» **SUPPLIED PASSAGE**:
Girl X Settles With CHA for $3 Million
By Art Golab, Staff Reporter
Originally published in the Chicago Sun-Times, April 18, 2002
Toya Currie, the 15-year-old known as Girl X, who was raped, beaten, strangled, poisoned and left for dead in a public housing project stairwell, will get a $3 million settlement from the CHA and two of its security contractors.
The payment, disclosed Wednesday by attorney Robert Clifford, will settle a suit filed on behalf of Currie.
The suit alleged that the CHA and its guard services failed to protect Currie when she was attacked by Patrick Sykes in 1997 in the Cabrini-Green housing complex.
It also charged that the housing agency allowed the condition of the premises to deteriorate to such a degree that Sykes was able to get the roach poison he used on Currie from a vacant apartment.
Currie was an energetic and articulate 9-year-old who had aspirations of becoming a dancer when Sykes lured her into a Cabrini-Green apartment and attacked her.
Today she is blind, paralyzed and unable to speak. She communicates with others by blinking her eyes and will need around-the-clock care for the rest of her life.
The settlement, negotiated by Clifford and his partner William Hooks, will go into a trust fund that will help pay Currie's medical expenses and living expenses for her family.
"It will fall short of completely taking care of her needs but it reflected the reality of the amount of insurance available from the CHA and the corporate defendants," Clifford said.
"The family is just thankful to put this behind them."
Under a complex formula, Currie will continue to be eligible for some public aid.
The cost of the settlement will be split among the CHA, Digby's Detective and Security Agency, and the Apollo Detective Agency, with the CHA and Digby's assuming the bulk.
"This was a tragic criminal case," said CHA spokesman Derek Hill.
"Our hearts go out to the girl and her family. Our attorneys felt it was best to settle and bring closure to the family," he said.
Her attacker was convicted and sentenced to 120 years in prison last year.
Currie revealed her real name in an interview with the Chicago Sun-Times in February.
She said then that though she will never dance as she wanted to, she has another creative outlet. She wants to be a writer when she grows up.
Asked what she would write about, she painstaking spelled out: "M-y s-t-o-r-y. L-i-f-e i-s h-a-r-d-e-r n-o-w."

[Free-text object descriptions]
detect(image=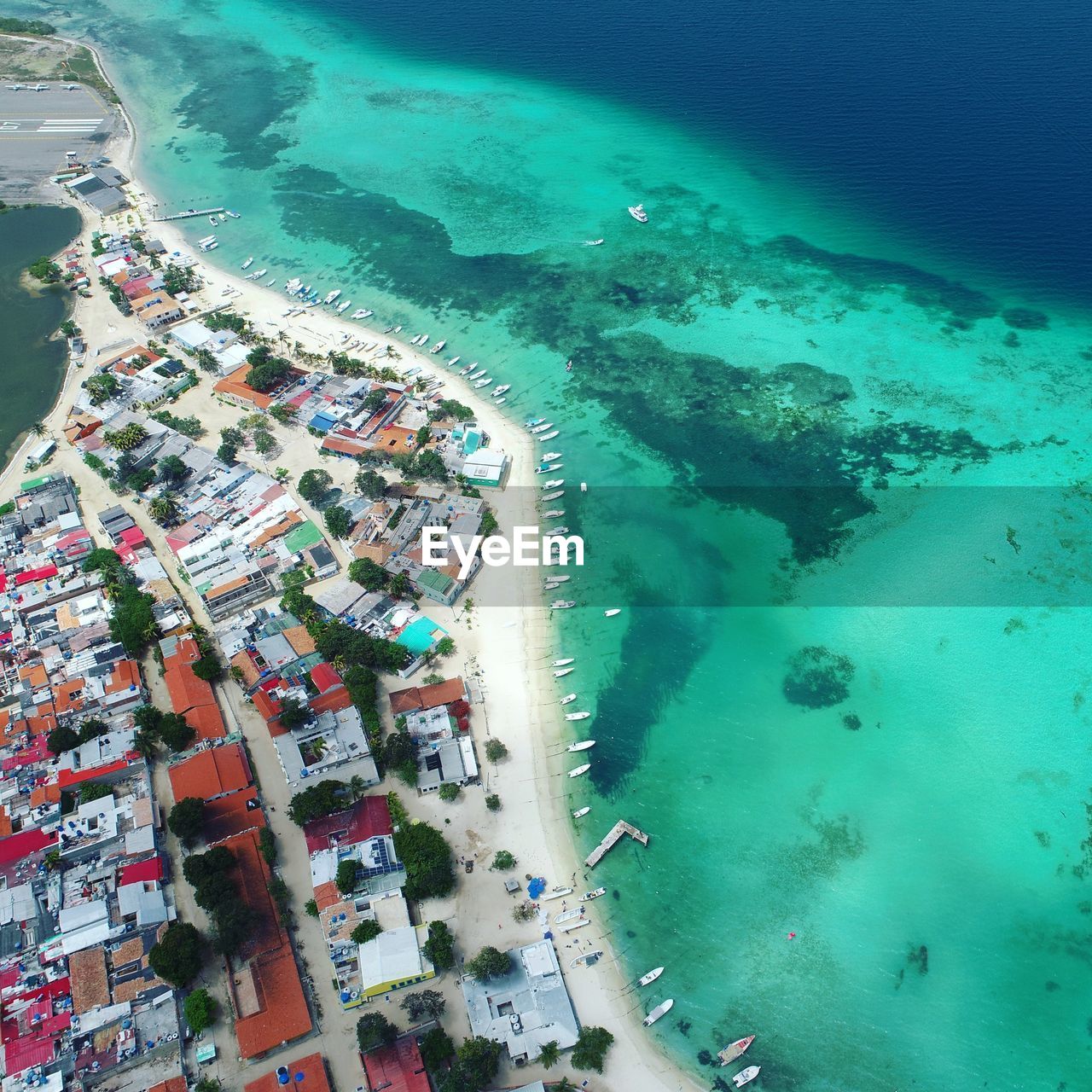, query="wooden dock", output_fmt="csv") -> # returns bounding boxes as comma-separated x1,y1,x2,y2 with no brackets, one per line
584,819,648,868
155,206,227,224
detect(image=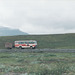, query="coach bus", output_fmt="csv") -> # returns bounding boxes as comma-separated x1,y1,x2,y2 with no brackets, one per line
15,40,37,49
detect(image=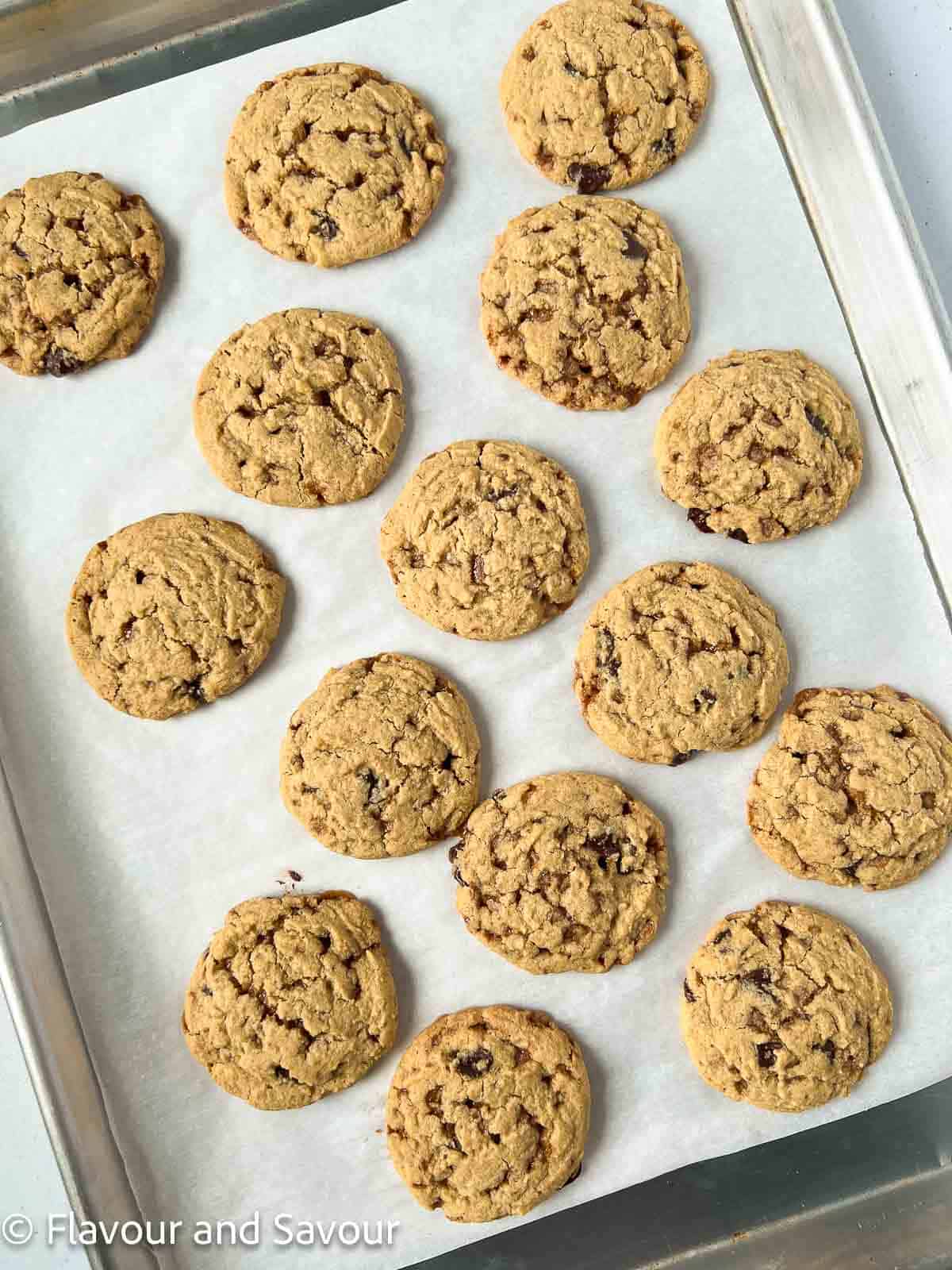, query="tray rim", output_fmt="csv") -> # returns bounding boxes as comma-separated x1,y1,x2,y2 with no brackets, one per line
0,0,952,1270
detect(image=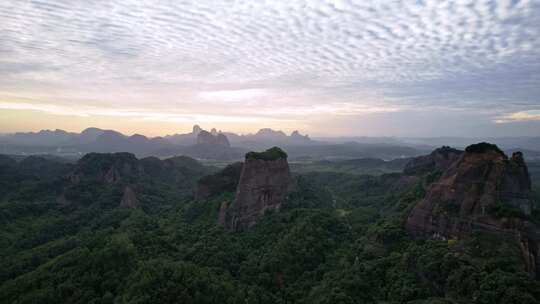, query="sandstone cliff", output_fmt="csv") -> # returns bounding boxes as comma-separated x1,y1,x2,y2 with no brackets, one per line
403,146,463,175
197,130,231,147
220,147,291,230
405,143,540,271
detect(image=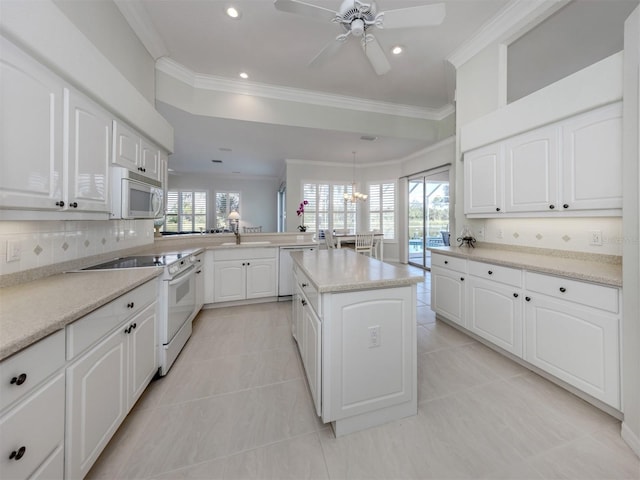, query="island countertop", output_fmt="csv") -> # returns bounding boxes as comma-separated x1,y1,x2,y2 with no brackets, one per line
291,248,424,293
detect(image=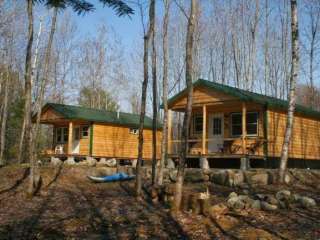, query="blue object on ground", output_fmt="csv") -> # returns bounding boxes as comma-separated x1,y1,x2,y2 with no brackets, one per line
88,172,135,182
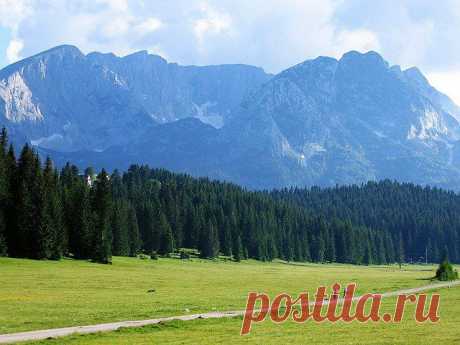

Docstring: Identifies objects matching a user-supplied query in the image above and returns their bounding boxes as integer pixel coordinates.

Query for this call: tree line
[270,180,460,263]
[0,130,442,264]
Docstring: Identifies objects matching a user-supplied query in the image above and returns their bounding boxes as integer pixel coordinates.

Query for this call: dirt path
[0,281,460,344]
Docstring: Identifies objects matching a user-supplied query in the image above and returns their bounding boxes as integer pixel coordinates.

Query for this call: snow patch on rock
[0,72,43,123]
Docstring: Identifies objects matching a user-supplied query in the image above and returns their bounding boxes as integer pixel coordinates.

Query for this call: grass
[0,257,460,344]
[27,288,460,345]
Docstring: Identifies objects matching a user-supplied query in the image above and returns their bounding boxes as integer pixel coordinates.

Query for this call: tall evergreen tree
[91,169,112,264]
[200,221,220,259]
[128,205,142,256]
[158,213,174,255]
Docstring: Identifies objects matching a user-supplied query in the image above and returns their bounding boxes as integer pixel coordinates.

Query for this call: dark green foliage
[158,213,174,256]
[111,200,131,256]
[233,235,243,262]
[127,205,142,257]
[0,127,460,265]
[269,180,460,264]
[199,222,219,259]
[91,169,112,264]
[436,258,458,281]
[180,250,190,260]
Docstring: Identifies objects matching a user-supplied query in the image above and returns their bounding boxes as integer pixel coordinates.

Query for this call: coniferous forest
[0,130,460,264]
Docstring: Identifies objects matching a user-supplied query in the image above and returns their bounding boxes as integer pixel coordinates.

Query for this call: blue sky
[0,0,460,104]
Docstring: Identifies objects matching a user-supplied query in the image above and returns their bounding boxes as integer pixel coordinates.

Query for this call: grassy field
[26,288,460,345]
[0,258,460,344]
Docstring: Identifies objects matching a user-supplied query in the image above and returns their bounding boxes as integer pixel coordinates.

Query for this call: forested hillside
[0,127,398,264]
[271,180,460,262]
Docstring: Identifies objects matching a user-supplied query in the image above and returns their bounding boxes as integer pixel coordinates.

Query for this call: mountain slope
[0,46,460,189]
[0,46,270,151]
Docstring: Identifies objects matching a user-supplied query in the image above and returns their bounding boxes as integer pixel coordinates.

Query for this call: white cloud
[0,0,33,34]
[427,70,460,105]
[193,4,232,42]
[134,17,163,35]
[336,29,380,56]
[0,0,460,82]
[6,39,24,63]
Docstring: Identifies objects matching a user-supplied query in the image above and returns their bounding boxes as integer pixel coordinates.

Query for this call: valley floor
[0,258,460,344]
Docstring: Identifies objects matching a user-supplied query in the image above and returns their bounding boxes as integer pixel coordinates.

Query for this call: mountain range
[0,45,460,190]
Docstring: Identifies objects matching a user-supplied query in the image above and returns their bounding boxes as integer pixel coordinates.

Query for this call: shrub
[150,251,158,260]
[180,250,190,260]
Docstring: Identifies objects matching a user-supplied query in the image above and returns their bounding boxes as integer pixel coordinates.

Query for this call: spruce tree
[398,231,404,269]
[0,128,9,256]
[158,213,174,256]
[111,200,130,256]
[233,235,243,262]
[128,205,141,256]
[41,157,64,260]
[91,169,112,264]
[200,221,220,259]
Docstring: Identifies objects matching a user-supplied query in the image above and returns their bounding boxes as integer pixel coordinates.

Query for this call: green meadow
[0,257,460,344]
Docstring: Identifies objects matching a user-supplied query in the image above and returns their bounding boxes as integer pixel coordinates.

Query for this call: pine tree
[41,157,64,260]
[200,221,220,259]
[128,205,141,256]
[158,213,174,256]
[233,235,243,262]
[111,200,130,256]
[0,128,9,256]
[398,231,404,269]
[92,169,112,264]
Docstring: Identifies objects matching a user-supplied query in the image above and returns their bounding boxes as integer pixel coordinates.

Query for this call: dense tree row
[0,127,450,264]
[270,180,460,262]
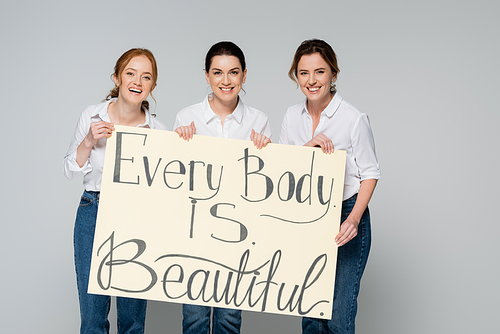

» **EXERCISE REQUIREMENTS**:
Duplicate the part of the Girl X settlement article covering everything from "Today she is" down to "for her family.".

» **RESPONSE TO THE EXERCISE**:
Today she is blind, paralyzed and unable to speak. She communicates with others by blinking her eyes and will need around-the-clock care for the rest of her life.
The settlement, negotiated by Clifford and his partner William Hooks, will go into a trust fund that will help pay Currie's medical expenses and living expenses for her family.